**Texte de lecture:**

- - - - - - -

Passant dans le second entrepôt, il nous montra le matériel presque inverse : de quoi avaler des milliers de litres à la minute. « Les orages vont augmenter en nombre et en intensité, comme à Bussus-Bussuel le mois dernier avec des coulées de boue, des inondations soudaines… Et bientôt, on va être au-delà des orages, ça va arriver chez nous. »

Bref, la catastrophe appartiendra à notre ordinaire.

M’a intéressé, surtout, le temps de travail des pompiers. « Chaque journée de travail se déroule de la même manière : rassemblement. Entretien du matériel. Activité physique. Pause repas. Formations et manœuvres… Ce rythme est bien sûr interrompu par les départs en interventions. S’il y avait un accident, on serait prêts. »

Ce décompte du temps de travail m’intéresse. Pourquoi ? Imagine-t-on qu’on dise aux pompiers : « Vous ne serez payés que sur votre temps d’intervention. » Soit, au mieux, quelques minutes par jour… Alors, il est certain qu’ils ne toucheront qu’une aumône, que le métier quasi-disparaîtra, que les camions ne seront pas entretenus, que la lance à eau sera emmêlée, percée, au moment de la dérouler, etc. C’est le principe : on les paie, au cas où, pour qu’ils soient prêts. On a rarement besoin d’eux, mais le moment venu, on a extrêmement besoin d’eux.

C’est le mouvement inverse que subit la société, tout le reste de la société. Le gars en Uber ne sera payé que pour sa course, le temps d’attente, le temps de retour, aucunement. Mais la femme de ménage, de même : alors qu’elle appartenait auparavant à l’entreprise, elle court aujourd’hui entre les chantiers, son temps est réduit, rétréci, compté seulement pour son « intervention ». De même chez les Auxiliaires de vie sociale, n’est travail que le passage chez la « mamie », temps de trajet non-rémunéré, sans temps d’échange avec les collègues, sans ces petits temps creux, temps morts, qui font aussi la vie. Chez les journalistes, les « pigistes » sont rétribués à la ligne, les livres qu’ils peuvent consulter, les recherches qu’ils peuvent effectuer, ne relèvent pas du temps de travail. Chez les policiers, depuis les années Sarkozy, règne la « politique du chiffre », la qualité c’est la quantité, il faut contrôler, interpeler, et ce management contribue à la tension avec la population. Bientôt, l’enseignant ne sera payé que pour son temps de passage devant les élèves, le député pour ses minutes de micro dans l’hémicycle… On y viendra, car partout cette manière de compter le temps gagne du terrain. Le Capital cherche à rogner là-dessus, à rendre le temps productif, hyper-productif, sans gras autour.

- - - - - - -

**Énoncé du problème:** Reproduisez fidèlement le passage du texte sur le temps de travail des pompiers, en commençant par « M’a intéressé, surtout, le » et en allant jusqu'à « extrêmement besoin d’eux. ».

- - - - - - -

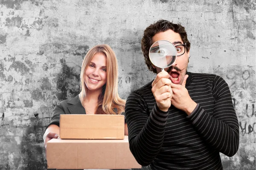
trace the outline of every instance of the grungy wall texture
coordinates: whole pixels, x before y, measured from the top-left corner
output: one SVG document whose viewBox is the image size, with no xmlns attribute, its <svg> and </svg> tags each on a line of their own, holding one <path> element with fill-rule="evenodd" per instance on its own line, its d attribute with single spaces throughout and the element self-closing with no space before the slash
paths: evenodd
<svg viewBox="0 0 256 170">
<path fill-rule="evenodd" d="M 232 157 L 221 155 L 224 169 L 255 170 L 255 6 L 252 0 L 0 0 L 0 169 L 46 168 L 45 128 L 54 105 L 79 93 L 81 62 L 94 45 L 116 52 L 122 98 L 153 79 L 140 42 L 145 28 L 163 19 L 186 28 L 188 70 L 220 75 L 230 87 L 240 147 Z"/>
</svg>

- - - - - - -

**Espace de réponse:**
M’a intéressé, surtout, le temps de travail des pompiers. « Chaque journée de travail se déroule de la même manière : rassemblement. Entretien du matériel. Activité physique. Pause repas. Formations et manœuvres… Ce rythme est bien sûr interrompu par les départs en interventions. S’il y avait un accident, on serait prêts. »

Ce décompte du temps de travail m’intéresse. Pourquoi ? Imagine-t-on qu’on dise aux pompiers : « Vous ne serez payés que sur votre temps d’intervention. » Soit, au mieux, quelques minutes par jour… Alors, il est certain qu’ils ne toucheront qu’une aumône, que le métier quasi-disparaîtra, que les camions ne seront pas entretenus, que la lance à eau sera emmêlée, percée, au moment de la dérouler, etc. C’est le principe : on les paie, au cas où, pour qu’ils soient prêts. On a rarement besoin d’eux, mais le moment venu, on a extrêmement besoin d’eux.